## [TASK TO COMPLETE]
All records are to be printed again exactly as they appear.

## [PROVIDED DATA]
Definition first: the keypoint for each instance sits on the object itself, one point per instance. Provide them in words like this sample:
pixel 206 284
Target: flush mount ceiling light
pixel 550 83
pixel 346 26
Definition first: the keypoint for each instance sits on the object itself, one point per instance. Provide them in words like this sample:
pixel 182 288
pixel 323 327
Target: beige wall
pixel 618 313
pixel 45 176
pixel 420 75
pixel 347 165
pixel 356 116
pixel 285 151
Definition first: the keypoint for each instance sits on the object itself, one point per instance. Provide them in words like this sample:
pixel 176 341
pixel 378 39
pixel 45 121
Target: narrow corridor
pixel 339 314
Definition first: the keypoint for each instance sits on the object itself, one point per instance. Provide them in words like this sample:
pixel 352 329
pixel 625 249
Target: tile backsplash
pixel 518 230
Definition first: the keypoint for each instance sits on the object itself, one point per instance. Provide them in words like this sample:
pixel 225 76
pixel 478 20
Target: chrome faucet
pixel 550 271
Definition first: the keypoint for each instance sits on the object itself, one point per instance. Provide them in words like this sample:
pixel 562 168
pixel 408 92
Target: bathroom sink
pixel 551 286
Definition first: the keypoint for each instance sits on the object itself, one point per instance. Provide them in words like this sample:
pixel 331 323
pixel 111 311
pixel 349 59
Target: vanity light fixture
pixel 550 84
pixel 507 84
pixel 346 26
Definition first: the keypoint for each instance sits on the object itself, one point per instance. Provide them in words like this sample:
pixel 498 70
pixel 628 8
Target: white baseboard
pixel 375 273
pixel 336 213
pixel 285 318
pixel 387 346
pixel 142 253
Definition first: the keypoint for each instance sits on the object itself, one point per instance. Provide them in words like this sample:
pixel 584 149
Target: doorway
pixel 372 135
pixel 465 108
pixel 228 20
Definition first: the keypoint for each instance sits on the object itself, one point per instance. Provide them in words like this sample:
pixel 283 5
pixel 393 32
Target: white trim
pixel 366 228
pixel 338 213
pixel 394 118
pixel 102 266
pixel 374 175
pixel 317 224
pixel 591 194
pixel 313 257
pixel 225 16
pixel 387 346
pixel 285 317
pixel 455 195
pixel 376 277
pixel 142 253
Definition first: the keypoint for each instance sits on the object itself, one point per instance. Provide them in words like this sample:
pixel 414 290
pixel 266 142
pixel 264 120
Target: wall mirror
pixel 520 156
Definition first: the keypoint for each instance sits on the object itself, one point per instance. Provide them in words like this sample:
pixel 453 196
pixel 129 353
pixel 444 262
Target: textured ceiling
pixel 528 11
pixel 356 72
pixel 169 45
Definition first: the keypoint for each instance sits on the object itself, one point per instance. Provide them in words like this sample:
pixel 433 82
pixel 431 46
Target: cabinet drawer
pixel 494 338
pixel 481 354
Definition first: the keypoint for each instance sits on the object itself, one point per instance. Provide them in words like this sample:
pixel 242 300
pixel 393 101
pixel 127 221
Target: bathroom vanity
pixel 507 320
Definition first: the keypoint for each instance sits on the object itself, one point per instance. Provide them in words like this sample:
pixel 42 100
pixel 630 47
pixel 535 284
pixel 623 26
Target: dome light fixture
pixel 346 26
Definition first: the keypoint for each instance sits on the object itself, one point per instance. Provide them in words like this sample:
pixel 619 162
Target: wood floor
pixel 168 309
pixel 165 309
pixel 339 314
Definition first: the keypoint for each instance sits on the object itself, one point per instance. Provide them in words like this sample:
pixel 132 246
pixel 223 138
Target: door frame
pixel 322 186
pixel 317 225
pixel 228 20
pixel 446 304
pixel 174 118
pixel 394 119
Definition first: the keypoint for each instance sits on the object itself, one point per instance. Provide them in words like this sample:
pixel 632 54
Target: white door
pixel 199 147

## [RESPONSE TO THIS TASK]
Definition first: the keypoint for each instance sits on the object itself, one point per instance. Provide them in words like this sample:
pixel 206 284
Target: flush mount ceiling light
pixel 550 83
pixel 346 26
Definition first: the keypoint for each instance sits on the object itself, one point per instance. Provide them in words like this sample:
pixel 182 288
pixel 323 327
Target: beige wall
pixel 618 313
pixel 45 176
pixel 420 75
pixel 347 165
pixel 356 116
pixel 285 151
Definition first: the keypoint for each instance sits on the object itself, one point per instance. Provide them in words like this sample:
pixel 176 341
pixel 378 39
pixel 45 121
Target: narrow corridor
pixel 339 314
Definition first: the keypoint for each instance sits on the object itself, one point per instance. Provide them in words like this sample:
pixel 352 329
pixel 625 249
Target: tile backsplash
pixel 518 230
Definition first: the keypoint for each instance sits on the object itself, one point per instance. Provide them in words like this sample:
pixel 225 76
pixel 478 20
Target: chrome faucet
pixel 550 271
Definition first: the keypoint for each instance sits on the object itself, one point per instance. Provide them in words like this sample:
pixel 562 168
pixel 408 92
Target: bathroom sink
pixel 551 286
Definition first: the keypoint for each instance sits on the object itself, one point per instance. Provide them in words like this sample:
pixel 331 323
pixel 111 311
pixel 349 59
Target: vanity light fixture
pixel 550 84
pixel 507 84
pixel 346 26
Definition first: the keypoint for each instance sits on the object itself, one point per instance. Provide them in words like this sample:
pixel 498 70
pixel 628 8
Target: white baseboard
pixel 375 273
pixel 336 213
pixel 285 318
pixel 387 346
pixel 142 253
Definition first: the keypoint for each instance sits on the object itself, one point per instance. Provide them in words like this sample:
pixel 584 149
Target: doorway
pixel 372 135
pixel 465 108
pixel 228 20
Definition first: the keypoint for each instance sits on the object itself, one point per instance. Provide them in words like this sample:
pixel 283 5
pixel 393 32
Target: white trim
pixel 366 228
pixel 338 213
pixel 394 118
pixel 102 266
pixel 374 175
pixel 317 224
pixel 591 194
pixel 313 257
pixel 225 16
pixel 387 346
pixel 285 317
pixel 455 195
pixel 376 277
pixel 142 253
Definition first: the keypoint for each instance sits on the object itself, one point per instance. Provide them in words like this sample:
pixel 414 290
pixel 266 142
pixel 264 120
Target: wall mirror
pixel 520 156
Definition first: the keypoint for each instance sits on the object itself, one point per instance. Provide them in words like this sample:
pixel 453 196
pixel 129 353
pixel 444 262
Target: textured ceiling
pixel 528 11
pixel 356 72
pixel 169 45
Definition first: the keypoint for each instance sits on the object itself, one point per instance. Provide them in words like this sample:
pixel 433 82
pixel 431 46
Target: cabinet drawer
pixel 494 338
pixel 481 354
Definition first: the keypoint for each instance sits on the object itself, one point per instance. Provide them in words like this sample:
pixel 242 300
pixel 393 101
pixel 127 221
Target: bathroom vanity
pixel 507 320
Definition first: the keypoint for each instance sits on the object itself, one point per instance. Provide them in words like this sample:
pixel 42 100
pixel 630 47
pixel 535 284
pixel 623 26
Target: dome light fixture
pixel 346 26
Definition first: the keypoint for each instance sits on the object itself, one point per instance. Provide them in words like this sample:
pixel 619 162
Target: wood floor
pixel 168 309
pixel 165 309
pixel 339 314
Definition first: the keypoint for each instance sits on the object itself, one point per instance. Provide them in words like this sample:
pixel 132 246
pixel 223 138
Target: door frame
pixel 322 186
pixel 317 225
pixel 228 20
pixel 446 304
pixel 174 118
pixel 394 119
Definition first: the keypoint for each instance sits on the object itself, one point per instance. Provide them in words like this sample:
pixel 632 54
Target: white door
pixel 199 147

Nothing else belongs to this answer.